> **ARTICLE**
-- start --

Magical Realist:
I know what he means. He knows what he means. Most everyone who reads his statement knows what he means. If you're still having trouble with it I suggest going back to english class and studying up on metaphors again.
Recall how this started. I said that he reported seeing something that
looked like a tic tac. You said, no no no, he said it
was a tic tac. Now, after further questioning from me, you've changed your tune, essentially to agree with what I said in the first place. The rest is just you whining.
Let's move on.
It's what they saw and what was spotted on radar and caught on camera.
It's what they say they saw. As for what was spotted on radar - if anything was - we have no idea what that was. As for the camera, it looks like a jet exhaust to me.
You didn't say it was a plane or a drone. You said it was a whale. You can't change your story whenever it suits you.
I don't have a story. You're the one telling the story about the alien spaceship, remember.
I suggested that the disturbance in the water might have been a whale or a submarine. That remains a live option.
Then why is there a "U" in UFO? Apparently, they have all been identified as "craft".
This is shown from hundreds of cases of them landing and having beings exit them.
Your attempts to distract from the discussion won't work. If you want to discuss supposed landings or alien sightings, that's an entirely different conversation. Of course, those are even less plausible than the one we're having.
Yeah we all know how you investigate. You google the latest skeptical debunk of the event and post that here as your own opinion.
I just told you: I've done virtually
no investigating here. Neither have you. You don't know what investigation is.
You might even refer to a video yourself if the video is providing a debunk, like of that explanation of the gimbal ufo really just being jet engine flare.
I posted a video that shows, quite plausibly, the origin of those fuzzy rotating "UFOs" on the IR gimbal cameras, explained by an expert.
If you deny that this explanation is plausible, go find your own experts.
Problem is these debunks aren't investigating anything.
Sure they are. They are investigating, for instance, the characteristics of the images typically produced by gimballed IR cameras. That information helps us to understand how certain images can be created by those cameras.

-- end --

A data block:
-- start --

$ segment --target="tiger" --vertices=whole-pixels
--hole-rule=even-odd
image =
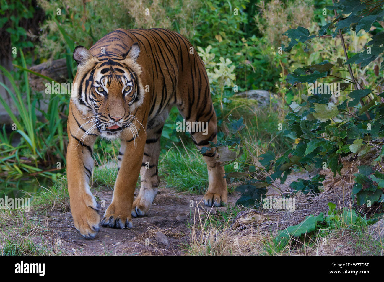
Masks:
[[[68,108],[66,168],[76,229],[93,239],[101,226],[132,228],[132,218],[147,213],[157,194],[160,137],[171,108],[185,122],[207,129],[190,130],[207,163],[209,206],[227,203],[224,167],[218,160],[217,117],[205,65],[184,36],[162,28],[117,29],[89,49],[73,51],[77,64]],[[185,130],[186,131],[187,130]],[[93,145],[99,137],[119,139],[118,174],[102,219],[90,191]],[[203,151],[202,150],[202,152]],[[141,176],[139,194],[134,199]]]

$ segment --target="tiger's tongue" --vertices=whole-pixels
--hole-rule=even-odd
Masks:
[[[109,126],[107,127],[107,129],[117,129],[120,127],[117,124],[115,124],[114,125],[112,125],[112,126]]]

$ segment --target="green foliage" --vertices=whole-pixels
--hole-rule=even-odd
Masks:
[[[2,82],[0,82],[0,86],[7,91],[18,114],[17,116],[14,115],[9,105],[0,97],[0,103],[14,122],[12,126],[14,127],[15,132],[7,137],[3,127],[3,134],[0,135],[1,175],[14,179],[26,174],[40,173],[56,179],[56,173],[46,171],[41,167],[46,168],[47,163],[48,166],[56,167],[58,157],[56,157],[54,160],[53,155],[61,158],[61,163],[64,163],[63,135],[66,122],[60,117],[59,111],[63,110],[66,104],[66,98],[65,96],[51,94],[48,111],[40,110],[46,120],[38,120],[36,114],[40,108],[40,97],[33,95],[31,92],[28,77],[30,71],[26,68],[21,49],[20,52],[23,64],[22,67],[18,67],[23,71],[25,87],[15,80],[10,72],[0,66],[0,71],[9,80],[13,91]],[[46,77],[44,78],[50,81],[52,81]],[[24,89],[25,96],[23,97]],[[18,134],[21,139],[19,143],[15,146],[12,145],[13,137],[16,133]]]
[[[348,32],[351,28],[353,30],[356,28],[356,32],[361,30],[369,30],[375,21],[382,20],[384,16],[382,10],[373,5],[367,2],[361,3],[359,1],[342,0],[334,7],[327,7],[329,9],[337,9],[339,16],[333,23],[322,29],[320,35],[330,31],[329,32],[334,36],[339,31],[343,33]],[[369,15],[367,13],[369,10]],[[344,17],[344,15],[349,15]],[[291,42],[285,50],[290,50],[299,41],[307,44],[308,41],[313,38],[314,36],[310,36],[309,31],[305,30],[299,27],[286,33],[291,38]],[[372,51],[364,50],[344,64],[339,58],[338,64],[344,66],[346,70],[348,63],[360,64],[362,67],[375,60],[384,51],[383,48],[380,47],[383,42],[379,40],[381,34],[379,32],[373,36],[372,40],[369,42]],[[368,53],[369,56],[367,55]],[[287,76],[286,81],[295,85],[313,83],[319,79],[331,77],[331,74],[338,70],[335,70],[336,68],[334,64],[324,61],[299,68],[293,74]],[[329,91],[311,95],[314,92],[311,89],[308,91],[309,95],[301,95],[303,102],[291,104],[293,112],[286,117],[290,129],[286,133],[292,134],[300,140],[296,148],[276,160],[275,168],[278,174],[280,175],[285,171],[282,168],[286,169],[295,165],[305,168],[312,163],[318,168],[329,167],[336,175],[338,172],[340,173],[343,167],[340,157],[351,152],[357,153],[358,156],[362,156],[371,151],[374,145],[376,147],[382,146],[381,142],[375,140],[384,137],[381,119],[384,107],[380,100],[384,94],[377,94],[370,89],[359,89],[358,87],[360,86],[356,86],[356,90],[350,92],[343,102],[338,104],[332,99],[333,93]],[[361,107],[359,104],[361,104]],[[295,162],[287,162],[290,156],[295,157]],[[285,170],[284,175],[290,170]],[[377,177],[380,177],[381,173],[378,172],[376,173],[378,173],[377,176],[374,177],[377,180]],[[361,173],[357,174],[358,177],[356,177],[357,183],[353,192],[357,193],[358,204],[366,203],[368,200],[372,204],[377,203],[383,194],[379,186],[373,185],[373,180],[370,176]],[[283,178],[283,176],[280,177],[282,180]],[[310,185],[309,182],[305,183],[303,181],[293,183],[291,185],[295,187],[298,186],[301,189]]]
[[[356,194],[359,206],[366,204],[368,207],[378,202],[384,201],[384,174],[378,171],[374,172],[370,166],[358,167],[359,173],[355,173],[355,184],[352,193]]]
[[[289,226],[283,230],[279,231],[275,239],[276,243],[286,244],[291,236],[300,237],[303,234],[314,231],[319,223],[324,221],[324,214],[323,213],[320,213],[316,216],[313,215],[307,216],[304,221],[297,225]]]
[[[20,26],[21,22],[33,16],[35,8],[32,2],[32,0],[0,1],[0,15],[2,15],[0,18],[0,30],[5,29],[10,37],[12,47],[15,47],[17,50],[34,46],[31,42],[27,40],[26,31]],[[13,53],[12,56],[17,63],[21,63],[19,60],[20,58],[17,57],[17,54]]]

-- end --

> **OBJECTIVES**
- A) In the UFO discussion, what two possibilities are suggested for the disturbance in the water?
- B) What three sources of evidence does the UFO discussion list in the sentence beginning "It's what they saw"?
The data here is separate material, apart from the UFO discussion.

> **EXPECTED RESULTS**
- A) A whale or a submarine.

- B) What they saw, what was spotted on radar, and what was caught on camera.